*What is being asked*
Please count the lines of the records that contain the word "green" and reply with that number alone.

*Data*
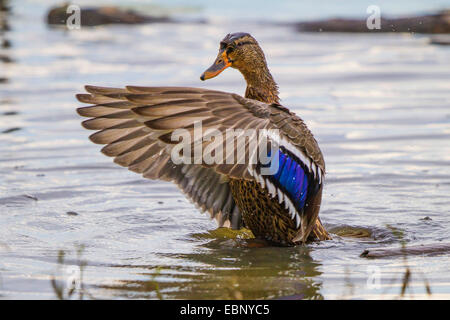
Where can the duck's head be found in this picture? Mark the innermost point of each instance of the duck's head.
(240, 51)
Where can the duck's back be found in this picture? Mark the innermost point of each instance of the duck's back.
(136, 124)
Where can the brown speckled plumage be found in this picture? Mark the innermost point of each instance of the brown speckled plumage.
(136, 123)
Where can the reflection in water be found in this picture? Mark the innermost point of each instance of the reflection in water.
(222, 269)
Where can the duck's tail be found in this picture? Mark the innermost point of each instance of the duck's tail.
(319, 232)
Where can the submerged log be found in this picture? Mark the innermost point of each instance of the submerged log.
(434, 23)
(94, 16)
(436, 248)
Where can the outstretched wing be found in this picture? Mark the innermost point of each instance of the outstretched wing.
(136, 125)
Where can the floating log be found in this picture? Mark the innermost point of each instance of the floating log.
(435, 248)
(442, 40)
(434, 23)
(95, 16)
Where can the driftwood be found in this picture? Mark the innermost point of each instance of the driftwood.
(435, 23)
(95, 16)
(436, 248)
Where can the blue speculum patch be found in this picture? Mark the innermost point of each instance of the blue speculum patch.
(291, 179)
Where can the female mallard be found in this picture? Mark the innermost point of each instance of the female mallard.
(136, 124)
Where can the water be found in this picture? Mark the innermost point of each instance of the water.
(379, 106)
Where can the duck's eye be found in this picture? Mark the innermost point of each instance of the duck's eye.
(230, 50)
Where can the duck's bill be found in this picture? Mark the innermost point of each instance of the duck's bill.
(217, 67)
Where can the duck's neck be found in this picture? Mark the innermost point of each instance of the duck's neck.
(261, 86)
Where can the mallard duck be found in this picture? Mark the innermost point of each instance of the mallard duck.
(136, 123)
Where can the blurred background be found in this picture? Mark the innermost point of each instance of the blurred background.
(377, 102)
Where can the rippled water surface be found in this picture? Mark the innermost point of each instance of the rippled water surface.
(379, 106)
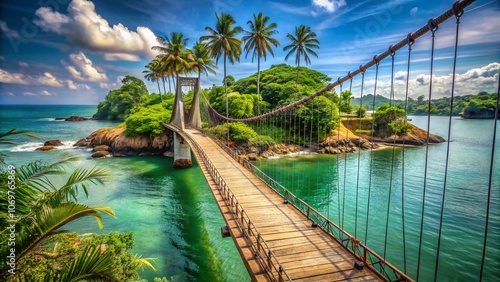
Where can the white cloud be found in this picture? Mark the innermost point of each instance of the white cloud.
(84, 27)
(329, 6)
(414, 11)
(115, 85)
(18, 78)
(7, 31)
(82, 69)
(470, 82)
(121, 57)
(46, 93)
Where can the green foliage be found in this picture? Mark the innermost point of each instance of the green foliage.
(483, 106)
(441, 106)
(315, 119)
(345, 99)
(240, 105)
(361, 112)
(390, 120)
(278, 83)
(147, 121)
(239, 133)
(66, 248)
(119, 102)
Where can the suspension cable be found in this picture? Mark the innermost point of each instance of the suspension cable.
(433, 29)
(345, 164)
(411, 41)
(395, 47)
(458, 13)
(337, 159)
(392, 164)
(371, 152)
(490, 181)
(359, 154)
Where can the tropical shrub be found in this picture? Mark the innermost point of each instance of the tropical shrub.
(390, 120)
(119, 102)
(147, 121)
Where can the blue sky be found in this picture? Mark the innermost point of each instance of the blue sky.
(75, 51)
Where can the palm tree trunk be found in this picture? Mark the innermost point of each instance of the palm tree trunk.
(159, 91)
(258, 85)
(297, 81)
(164, 89)
(227, 107)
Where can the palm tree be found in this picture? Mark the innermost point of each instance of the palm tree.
(302, 44)
(222, 41)
(201, 60)
(42, 207)
(259, 40)
(173, 53)
(153, 73)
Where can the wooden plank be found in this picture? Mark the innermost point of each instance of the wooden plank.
(304, 252)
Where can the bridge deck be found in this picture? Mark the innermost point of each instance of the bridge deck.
(304, 252)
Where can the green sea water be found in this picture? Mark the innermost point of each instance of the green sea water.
(175, 219)
(172, 213)
(363, 193)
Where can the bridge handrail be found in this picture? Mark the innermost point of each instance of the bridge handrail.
(362, 252)
(258, 244)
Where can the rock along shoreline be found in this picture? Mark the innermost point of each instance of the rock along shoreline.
(108, 142)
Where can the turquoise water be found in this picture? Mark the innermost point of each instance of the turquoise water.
(176, 220)
(333, 185)
(172, 213)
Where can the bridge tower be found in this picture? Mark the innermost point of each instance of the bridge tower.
(182, 151)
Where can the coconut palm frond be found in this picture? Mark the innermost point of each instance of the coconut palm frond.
(48, 220)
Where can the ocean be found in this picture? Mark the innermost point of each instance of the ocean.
(172, 213)
(176, 221)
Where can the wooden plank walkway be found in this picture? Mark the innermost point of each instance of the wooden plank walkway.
(304, 253)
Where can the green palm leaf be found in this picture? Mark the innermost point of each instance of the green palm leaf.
(47, 220)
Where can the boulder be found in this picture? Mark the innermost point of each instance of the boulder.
(100, 154)
(45, 148)
(121, 145)
(53, 143)
(101, 148)
(82, 143)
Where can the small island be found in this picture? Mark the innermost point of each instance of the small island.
(143, 114)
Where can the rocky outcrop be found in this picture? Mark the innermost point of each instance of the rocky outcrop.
(416, 136)
(113, 141)
(53, 143)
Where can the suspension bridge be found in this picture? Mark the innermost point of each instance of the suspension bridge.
(279, 236)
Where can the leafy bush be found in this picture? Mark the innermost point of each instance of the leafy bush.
(119, 102)
(147, 121)
(361, 112)
(262, 140)
(390, 120)
(240, 133)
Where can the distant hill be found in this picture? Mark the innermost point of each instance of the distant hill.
(278, 83)
(481, 105)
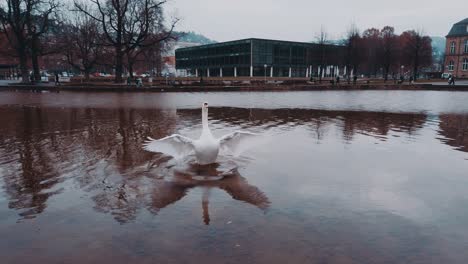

*Reply to the task*
3